INSTRUCTIONS TO FOLLOW
Every line in the data below from the one containing "Target: yellow handrail" down to the one containing "Target: cab front window", both included, must be retyped exactly; no other line is to appear.

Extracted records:
=== Section Start ===

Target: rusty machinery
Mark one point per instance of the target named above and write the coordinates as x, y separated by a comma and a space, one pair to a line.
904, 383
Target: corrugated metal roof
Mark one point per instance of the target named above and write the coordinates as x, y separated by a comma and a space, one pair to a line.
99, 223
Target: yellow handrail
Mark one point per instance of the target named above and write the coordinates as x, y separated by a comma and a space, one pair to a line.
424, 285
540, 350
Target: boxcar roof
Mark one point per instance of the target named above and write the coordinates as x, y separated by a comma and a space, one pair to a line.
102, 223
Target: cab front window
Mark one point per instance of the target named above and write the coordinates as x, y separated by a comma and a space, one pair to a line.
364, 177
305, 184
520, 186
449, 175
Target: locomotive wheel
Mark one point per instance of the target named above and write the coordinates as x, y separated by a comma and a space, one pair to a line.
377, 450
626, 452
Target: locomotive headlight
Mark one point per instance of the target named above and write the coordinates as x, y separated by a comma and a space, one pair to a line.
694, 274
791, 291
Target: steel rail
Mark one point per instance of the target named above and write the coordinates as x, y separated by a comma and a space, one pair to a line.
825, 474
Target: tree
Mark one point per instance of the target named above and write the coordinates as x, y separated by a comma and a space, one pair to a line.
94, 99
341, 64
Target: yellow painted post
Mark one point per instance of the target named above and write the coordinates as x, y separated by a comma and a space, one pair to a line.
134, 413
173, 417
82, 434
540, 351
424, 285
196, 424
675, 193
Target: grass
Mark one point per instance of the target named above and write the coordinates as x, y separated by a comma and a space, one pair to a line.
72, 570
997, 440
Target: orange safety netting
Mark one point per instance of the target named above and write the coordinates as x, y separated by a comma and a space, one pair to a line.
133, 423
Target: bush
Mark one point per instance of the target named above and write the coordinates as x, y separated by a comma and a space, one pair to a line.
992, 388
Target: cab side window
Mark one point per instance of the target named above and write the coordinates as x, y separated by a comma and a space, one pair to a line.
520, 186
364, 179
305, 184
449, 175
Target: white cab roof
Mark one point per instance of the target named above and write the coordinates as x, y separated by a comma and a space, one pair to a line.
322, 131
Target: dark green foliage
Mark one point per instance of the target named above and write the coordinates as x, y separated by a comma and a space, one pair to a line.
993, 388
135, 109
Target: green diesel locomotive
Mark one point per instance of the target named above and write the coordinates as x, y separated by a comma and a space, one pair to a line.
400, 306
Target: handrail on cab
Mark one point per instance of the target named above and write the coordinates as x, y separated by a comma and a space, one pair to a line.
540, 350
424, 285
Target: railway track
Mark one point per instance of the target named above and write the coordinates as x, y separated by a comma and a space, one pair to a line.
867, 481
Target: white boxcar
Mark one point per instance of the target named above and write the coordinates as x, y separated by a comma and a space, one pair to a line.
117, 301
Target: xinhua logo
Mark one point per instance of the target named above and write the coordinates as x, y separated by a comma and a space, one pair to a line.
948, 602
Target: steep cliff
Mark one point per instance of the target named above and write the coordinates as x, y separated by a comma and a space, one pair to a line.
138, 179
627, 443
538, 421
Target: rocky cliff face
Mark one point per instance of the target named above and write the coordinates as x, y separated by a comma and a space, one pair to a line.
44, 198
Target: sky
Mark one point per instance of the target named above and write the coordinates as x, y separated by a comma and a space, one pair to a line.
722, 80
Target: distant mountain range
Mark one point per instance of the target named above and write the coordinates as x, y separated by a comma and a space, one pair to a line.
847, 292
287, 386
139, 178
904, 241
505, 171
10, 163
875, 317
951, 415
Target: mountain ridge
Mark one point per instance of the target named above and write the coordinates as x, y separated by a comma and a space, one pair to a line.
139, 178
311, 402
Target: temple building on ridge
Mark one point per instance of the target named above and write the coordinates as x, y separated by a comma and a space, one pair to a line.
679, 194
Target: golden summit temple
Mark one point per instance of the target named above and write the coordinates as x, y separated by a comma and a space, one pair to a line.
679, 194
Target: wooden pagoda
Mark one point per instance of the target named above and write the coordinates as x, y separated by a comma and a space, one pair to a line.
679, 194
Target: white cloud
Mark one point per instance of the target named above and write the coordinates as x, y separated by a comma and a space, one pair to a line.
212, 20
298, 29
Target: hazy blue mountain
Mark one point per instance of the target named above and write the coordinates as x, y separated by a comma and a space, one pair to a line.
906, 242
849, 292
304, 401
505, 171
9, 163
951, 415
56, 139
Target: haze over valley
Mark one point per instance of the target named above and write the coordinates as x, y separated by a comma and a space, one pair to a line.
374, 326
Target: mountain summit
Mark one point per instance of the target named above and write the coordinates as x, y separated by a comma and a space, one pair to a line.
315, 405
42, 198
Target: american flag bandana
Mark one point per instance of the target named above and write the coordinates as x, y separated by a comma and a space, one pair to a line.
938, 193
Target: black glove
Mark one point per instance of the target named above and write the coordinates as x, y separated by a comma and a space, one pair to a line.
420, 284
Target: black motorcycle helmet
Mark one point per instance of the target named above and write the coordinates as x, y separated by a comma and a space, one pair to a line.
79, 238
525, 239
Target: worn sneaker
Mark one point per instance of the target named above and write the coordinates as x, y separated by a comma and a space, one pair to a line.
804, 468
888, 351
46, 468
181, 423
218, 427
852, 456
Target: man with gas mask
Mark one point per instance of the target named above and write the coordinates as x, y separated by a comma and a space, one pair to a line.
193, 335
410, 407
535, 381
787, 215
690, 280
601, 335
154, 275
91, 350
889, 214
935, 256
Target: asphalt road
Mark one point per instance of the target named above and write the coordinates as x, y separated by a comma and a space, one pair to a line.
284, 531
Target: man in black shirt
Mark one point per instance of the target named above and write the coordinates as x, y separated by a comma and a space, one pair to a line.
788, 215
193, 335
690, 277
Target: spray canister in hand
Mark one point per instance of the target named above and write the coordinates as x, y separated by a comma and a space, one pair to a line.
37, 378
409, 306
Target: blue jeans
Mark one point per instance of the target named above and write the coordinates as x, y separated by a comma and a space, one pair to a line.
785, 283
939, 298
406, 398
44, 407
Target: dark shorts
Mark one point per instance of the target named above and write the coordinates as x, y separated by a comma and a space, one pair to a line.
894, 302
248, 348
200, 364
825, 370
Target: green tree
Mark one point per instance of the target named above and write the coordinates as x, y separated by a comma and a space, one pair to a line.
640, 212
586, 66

=== Section End ===

FINISHED TASK
Target: yellow handrail
Mark one point per instance of the target named above and write the coordinates as x, y separated by a comma and a space, one pair to a line.
424, 285
540, 350
Target: boxcar roof
Mark one point per instance of the target named above and write the coordinates as x, y separated by a comma and a space, one pair to a line.
102, 223
Target: cab front window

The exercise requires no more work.